§ ИСХОДНЫЙ МАТЕРИАЛ

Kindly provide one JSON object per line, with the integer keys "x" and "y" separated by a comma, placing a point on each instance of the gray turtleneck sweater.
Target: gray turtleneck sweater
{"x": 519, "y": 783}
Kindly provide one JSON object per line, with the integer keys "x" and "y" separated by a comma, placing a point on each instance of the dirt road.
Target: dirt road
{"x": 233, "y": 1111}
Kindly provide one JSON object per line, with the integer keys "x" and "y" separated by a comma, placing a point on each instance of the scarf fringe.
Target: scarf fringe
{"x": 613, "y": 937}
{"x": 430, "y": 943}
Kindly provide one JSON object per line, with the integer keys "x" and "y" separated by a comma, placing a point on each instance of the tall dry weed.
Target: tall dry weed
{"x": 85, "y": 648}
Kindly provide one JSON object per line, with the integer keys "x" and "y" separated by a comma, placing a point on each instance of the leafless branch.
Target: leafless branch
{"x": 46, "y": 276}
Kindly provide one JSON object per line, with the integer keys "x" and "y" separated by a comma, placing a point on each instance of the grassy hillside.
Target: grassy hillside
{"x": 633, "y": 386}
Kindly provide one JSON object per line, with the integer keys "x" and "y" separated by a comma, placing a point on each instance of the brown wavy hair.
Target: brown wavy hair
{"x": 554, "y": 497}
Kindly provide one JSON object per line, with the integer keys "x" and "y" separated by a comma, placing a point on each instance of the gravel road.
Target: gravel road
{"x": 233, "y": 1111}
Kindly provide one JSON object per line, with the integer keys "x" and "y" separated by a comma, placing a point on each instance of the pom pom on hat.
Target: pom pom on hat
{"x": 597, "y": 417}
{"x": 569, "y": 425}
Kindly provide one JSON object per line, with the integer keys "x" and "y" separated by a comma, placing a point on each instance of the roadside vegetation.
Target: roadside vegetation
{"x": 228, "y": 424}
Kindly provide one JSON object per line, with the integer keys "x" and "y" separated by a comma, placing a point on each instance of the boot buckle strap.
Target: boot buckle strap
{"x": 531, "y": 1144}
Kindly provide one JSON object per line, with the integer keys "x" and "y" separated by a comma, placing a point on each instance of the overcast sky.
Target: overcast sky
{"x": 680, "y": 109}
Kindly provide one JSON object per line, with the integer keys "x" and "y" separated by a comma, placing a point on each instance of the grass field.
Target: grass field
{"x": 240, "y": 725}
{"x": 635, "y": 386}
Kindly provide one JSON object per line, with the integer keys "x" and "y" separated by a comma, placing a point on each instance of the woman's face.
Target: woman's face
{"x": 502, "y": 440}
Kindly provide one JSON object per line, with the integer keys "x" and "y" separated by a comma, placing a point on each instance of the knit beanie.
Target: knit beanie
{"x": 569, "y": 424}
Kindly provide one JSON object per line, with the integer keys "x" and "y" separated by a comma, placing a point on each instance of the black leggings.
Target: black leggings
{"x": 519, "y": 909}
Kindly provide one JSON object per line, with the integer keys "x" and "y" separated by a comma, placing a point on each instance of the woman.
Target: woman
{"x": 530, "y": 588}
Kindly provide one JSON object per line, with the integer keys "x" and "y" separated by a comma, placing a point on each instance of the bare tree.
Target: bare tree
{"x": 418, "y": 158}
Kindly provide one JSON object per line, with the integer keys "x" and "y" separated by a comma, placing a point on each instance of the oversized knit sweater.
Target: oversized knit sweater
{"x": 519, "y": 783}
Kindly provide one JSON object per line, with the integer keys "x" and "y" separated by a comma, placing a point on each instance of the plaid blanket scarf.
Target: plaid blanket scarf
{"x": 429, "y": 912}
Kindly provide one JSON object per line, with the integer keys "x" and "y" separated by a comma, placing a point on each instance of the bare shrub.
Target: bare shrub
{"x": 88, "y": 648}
---
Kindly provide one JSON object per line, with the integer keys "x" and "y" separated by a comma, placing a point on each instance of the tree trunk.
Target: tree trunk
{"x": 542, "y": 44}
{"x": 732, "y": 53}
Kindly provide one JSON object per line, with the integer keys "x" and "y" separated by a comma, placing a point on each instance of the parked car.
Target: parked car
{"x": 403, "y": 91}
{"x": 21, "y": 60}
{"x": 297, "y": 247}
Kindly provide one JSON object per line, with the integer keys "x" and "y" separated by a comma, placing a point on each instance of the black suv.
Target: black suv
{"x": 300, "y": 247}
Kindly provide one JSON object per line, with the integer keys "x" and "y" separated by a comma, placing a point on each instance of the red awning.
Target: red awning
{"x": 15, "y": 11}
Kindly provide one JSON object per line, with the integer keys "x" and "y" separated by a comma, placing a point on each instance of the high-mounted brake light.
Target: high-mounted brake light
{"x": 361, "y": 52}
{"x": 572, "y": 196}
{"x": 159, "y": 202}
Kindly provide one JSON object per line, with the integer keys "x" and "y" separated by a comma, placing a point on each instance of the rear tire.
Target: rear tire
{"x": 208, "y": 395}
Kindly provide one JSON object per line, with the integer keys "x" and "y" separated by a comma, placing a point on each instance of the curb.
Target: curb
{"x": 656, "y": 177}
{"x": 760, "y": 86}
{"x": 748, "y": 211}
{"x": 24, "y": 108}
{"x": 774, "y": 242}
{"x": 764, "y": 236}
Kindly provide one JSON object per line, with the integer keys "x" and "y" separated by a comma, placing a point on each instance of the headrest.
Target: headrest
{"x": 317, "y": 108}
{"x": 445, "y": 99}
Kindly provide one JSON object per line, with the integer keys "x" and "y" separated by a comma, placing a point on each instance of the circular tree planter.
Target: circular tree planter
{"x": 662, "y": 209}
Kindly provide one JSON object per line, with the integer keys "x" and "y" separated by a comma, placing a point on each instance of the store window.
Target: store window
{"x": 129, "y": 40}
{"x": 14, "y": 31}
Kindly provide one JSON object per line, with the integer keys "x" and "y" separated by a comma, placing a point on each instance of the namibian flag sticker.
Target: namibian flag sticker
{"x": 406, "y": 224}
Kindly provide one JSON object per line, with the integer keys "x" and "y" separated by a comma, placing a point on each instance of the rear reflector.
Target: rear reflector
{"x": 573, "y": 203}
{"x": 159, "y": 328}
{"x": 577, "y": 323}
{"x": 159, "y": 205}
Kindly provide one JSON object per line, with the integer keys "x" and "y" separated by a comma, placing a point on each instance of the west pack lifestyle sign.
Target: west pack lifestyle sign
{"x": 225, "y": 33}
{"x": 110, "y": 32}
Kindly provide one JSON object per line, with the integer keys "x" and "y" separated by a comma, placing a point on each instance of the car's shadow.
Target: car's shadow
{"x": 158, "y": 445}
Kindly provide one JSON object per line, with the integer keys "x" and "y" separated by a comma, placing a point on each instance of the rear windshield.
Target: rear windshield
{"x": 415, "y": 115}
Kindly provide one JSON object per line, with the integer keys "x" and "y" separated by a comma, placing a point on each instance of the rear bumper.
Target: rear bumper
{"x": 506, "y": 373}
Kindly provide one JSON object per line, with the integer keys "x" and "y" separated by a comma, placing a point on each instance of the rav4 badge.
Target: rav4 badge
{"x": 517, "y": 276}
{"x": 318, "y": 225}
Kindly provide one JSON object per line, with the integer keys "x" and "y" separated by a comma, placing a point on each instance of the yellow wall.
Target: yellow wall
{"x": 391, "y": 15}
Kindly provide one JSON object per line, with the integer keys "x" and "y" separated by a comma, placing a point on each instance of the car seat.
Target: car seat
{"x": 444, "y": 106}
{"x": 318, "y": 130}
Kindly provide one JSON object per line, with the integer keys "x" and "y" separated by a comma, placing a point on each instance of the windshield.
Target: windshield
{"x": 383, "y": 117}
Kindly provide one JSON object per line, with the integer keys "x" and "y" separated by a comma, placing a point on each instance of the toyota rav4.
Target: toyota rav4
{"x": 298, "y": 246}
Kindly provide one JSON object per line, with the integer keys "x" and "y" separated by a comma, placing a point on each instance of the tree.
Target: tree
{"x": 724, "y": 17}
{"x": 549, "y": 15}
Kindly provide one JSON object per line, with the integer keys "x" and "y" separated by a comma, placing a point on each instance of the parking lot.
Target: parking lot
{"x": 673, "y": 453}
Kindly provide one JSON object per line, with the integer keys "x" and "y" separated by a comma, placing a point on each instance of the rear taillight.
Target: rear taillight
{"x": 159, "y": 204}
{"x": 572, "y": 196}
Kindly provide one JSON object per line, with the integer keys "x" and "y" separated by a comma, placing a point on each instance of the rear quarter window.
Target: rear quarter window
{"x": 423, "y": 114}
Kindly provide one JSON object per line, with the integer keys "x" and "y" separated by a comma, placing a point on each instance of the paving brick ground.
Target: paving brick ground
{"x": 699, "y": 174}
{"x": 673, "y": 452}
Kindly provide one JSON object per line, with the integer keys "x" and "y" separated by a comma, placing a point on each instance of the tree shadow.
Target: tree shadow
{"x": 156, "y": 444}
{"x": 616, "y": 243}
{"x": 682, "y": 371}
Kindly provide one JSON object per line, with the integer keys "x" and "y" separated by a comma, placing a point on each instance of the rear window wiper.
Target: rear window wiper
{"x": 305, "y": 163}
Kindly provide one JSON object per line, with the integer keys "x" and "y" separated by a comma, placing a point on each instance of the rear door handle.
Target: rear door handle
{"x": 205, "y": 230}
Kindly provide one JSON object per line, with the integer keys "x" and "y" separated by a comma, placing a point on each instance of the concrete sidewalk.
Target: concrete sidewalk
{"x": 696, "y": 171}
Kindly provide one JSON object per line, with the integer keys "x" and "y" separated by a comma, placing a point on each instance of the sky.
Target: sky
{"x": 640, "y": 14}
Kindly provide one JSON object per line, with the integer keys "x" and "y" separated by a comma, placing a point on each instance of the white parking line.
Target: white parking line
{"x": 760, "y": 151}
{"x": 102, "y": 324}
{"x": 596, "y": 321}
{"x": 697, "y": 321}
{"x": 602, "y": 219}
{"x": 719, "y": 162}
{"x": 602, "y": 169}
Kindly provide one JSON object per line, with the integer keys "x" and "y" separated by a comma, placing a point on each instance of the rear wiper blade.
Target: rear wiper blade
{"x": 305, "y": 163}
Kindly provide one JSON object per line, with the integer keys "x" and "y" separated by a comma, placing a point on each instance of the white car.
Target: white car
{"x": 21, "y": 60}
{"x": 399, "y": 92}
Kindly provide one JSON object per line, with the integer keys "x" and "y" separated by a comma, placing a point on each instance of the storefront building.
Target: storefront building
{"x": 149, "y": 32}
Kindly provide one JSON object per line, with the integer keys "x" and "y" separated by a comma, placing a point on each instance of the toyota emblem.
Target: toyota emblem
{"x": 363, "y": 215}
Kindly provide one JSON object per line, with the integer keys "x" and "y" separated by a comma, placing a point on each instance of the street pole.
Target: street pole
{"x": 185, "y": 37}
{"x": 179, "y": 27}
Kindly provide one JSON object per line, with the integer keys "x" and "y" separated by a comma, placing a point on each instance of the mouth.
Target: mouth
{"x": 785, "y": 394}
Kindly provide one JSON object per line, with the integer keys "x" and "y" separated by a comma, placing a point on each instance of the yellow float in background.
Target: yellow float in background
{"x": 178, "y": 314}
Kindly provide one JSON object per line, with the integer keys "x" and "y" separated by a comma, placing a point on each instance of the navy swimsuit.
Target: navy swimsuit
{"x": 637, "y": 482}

§ ЦЕЛЬ УПРАЖНЕНИЯ
Укажите, сколько строк материала выше содержат слово «quarter», с учетом регистра букв. В ответе дайте только число.

§ РЕЗУЛЬТАТ
2